- WRITTEN PROBLEM:
Could you give the data below again, exactly and completely?

··· SUPPLIED RECORDS

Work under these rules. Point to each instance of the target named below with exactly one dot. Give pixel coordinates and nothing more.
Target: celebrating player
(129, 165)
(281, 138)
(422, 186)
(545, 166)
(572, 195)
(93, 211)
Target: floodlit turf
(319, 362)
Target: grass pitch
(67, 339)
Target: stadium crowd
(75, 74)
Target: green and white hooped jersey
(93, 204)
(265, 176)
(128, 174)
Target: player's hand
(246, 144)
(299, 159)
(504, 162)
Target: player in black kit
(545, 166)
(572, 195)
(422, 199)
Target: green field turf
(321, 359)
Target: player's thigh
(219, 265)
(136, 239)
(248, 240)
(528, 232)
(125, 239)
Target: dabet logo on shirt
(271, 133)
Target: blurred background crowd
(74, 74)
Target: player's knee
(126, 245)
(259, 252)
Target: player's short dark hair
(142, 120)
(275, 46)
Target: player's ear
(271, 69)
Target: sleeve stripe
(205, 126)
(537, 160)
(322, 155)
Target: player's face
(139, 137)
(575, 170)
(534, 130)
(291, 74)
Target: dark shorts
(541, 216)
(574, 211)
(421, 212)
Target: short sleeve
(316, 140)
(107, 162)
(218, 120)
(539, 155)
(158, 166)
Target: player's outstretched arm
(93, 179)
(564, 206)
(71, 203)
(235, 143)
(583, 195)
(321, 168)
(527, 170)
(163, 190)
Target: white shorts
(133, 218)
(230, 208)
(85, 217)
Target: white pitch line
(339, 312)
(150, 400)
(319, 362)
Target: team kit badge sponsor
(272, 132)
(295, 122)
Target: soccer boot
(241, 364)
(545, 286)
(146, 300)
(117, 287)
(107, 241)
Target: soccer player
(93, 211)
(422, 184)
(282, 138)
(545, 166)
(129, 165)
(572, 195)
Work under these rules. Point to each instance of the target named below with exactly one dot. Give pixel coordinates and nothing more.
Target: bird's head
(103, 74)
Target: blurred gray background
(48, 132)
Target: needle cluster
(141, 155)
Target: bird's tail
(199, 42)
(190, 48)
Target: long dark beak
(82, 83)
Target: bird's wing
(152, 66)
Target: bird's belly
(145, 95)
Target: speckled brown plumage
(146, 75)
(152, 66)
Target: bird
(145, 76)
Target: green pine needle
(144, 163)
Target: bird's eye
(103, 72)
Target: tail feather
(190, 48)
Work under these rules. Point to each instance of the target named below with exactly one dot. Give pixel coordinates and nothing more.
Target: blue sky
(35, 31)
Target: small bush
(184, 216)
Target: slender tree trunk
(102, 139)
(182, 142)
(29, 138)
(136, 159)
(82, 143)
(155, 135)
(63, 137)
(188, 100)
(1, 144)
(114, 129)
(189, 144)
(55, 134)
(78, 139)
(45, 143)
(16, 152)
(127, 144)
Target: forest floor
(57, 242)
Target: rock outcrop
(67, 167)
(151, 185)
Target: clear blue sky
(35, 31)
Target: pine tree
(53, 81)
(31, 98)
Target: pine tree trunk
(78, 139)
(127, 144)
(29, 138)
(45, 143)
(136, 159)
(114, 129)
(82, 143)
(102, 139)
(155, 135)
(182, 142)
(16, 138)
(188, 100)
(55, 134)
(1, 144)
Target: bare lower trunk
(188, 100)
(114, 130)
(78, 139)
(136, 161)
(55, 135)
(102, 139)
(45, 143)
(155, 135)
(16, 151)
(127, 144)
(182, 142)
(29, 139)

······

- OUTPUT BELOW:
Work under these rules. Point to each instance of the target named below with exactly one dot. Give pixel coordinates and nothing more.
Target: celebrating player
(129, 165)
(281, 138)
(422, 186)
(545, 166)
(572, 195)
(93, 211)
Target: floodlit turf
(319, 362)
Target: grass pitch
(67, 339)
Target: stadium crowd
(75, 74)
Target: green and white hooped jersey
(93, 204)
(265, 176)
(128, 174)
Target: player's hand
(246, 144)
(299, 159)
(504, 162)
Target: player in black kit
(545, 166)
(572, 195)
(422, 199)
Target: green field turf
(321, 359)
Target: player's thigh
(219, 265)
(136, 239)
(248, 240)
(528, 232)
(125, 239)
Target: dabet logo on shirt
(271, 133)
Target: blurred background crowd
(74, 74)
Target: player's knee
(126, 245)
(259, 252)
Target: player's short dark hair
(142, 120)
(275, 46)
Target: player's ear
(271, 69)
Target: sleeve stripe
(205, 126)
(537, 160)
(322, 155)
Target: player's face
(139, 137)
(575, 170)
(534, 130)
(291, 74)
Target: dark shorts
(541, 216)
(574, 211)
(421, 212)
Target: short sleeve
(316, 140)
(107, 162)
(218, 120)
(539, 155)
(158, 166)
Target: player's outstretched arm
(93, 179)
(564, 206)
(71, 203)
(235, 143)
(583, 195)
(321, 168)
(527, 170)
(163, 190)
Target: white shorts
(133, 218)
(230, 208)
(85, 217)
Target: white pitch line
(339, 312)
(150, 400)
(319, 362)
Target: team kit badge sponsor
(272, 132)
(295, 122)
Target: soccer boot
(241, 364)
(545, 286)
(146, 300)
(117, 287)
(107, 241)
Target: soccer player
(93, 211)
(422, 184)
(282, 138)
(545, 166)
(129, 165)
(572, 195)
Work under these rules. Point to each instance of the target named below with exactly one dot. Give pixel coordinates and nothing more.
Target: bird's head
(103, 74)
Target: blurred gray background
(48, 132)
Target: needle cluster
(141, 155)
Target: bird's tail
(199, 42)
(190, 48)
Target: long dark beak
(82, 83)
Target: bird's wing
(152, 66)
Target: bird's belly
(145, 95)
Target: speckled brown plumage
(146, 75)
(152, 66)
Target: bird
(145, 76)
Target: green pine needle
(144, 163)
Target: bird's eye
(103, 72)
Target: tail feather
(190, 48)
Work under these rules. Point to each instance of the target named below with exactly one dot. Give pixel coordinates and nothing more.
Target: blue sky
(35, 31)
Target: small bush
(184, 216)
Target: slender tree trunk
(102, 139)
(182, 142)
(29, 138)
(136, 159)
(82, 143)
(155, 135)
(63, 137)
(188, 100)
(1, 144)
(114, 129)
(189, 144)
(55, 134)
(78, 139)
(45, 143)
(16, 152)
(127, 144)
Target: forest floor
(57, 242)
Target: rock outcrop
(67, 167)
(151, 185)
Target: clear blue sky
(35, 31)
Target: pine tree
(53, 81)
(31, 98)
Target: pine tree trunk
(78, 139)
(127, 144)
(29, 138)
(45, 143)
(136, 159)
(114, 129)
(82, 143)
(102, 139)
(155, 135)
(182, 142)
(16, 138)
(188, 100)
(55, 134)
(1, 144)
Target: bare lower trunk
(188, 100)
(114, 130)
(78, 139)
(136, 161)
(55, 135)
(102, 139)
(45, 143)
(155, 135)
(16, 151)
(127, 144)
(182, 142)
(29, 139)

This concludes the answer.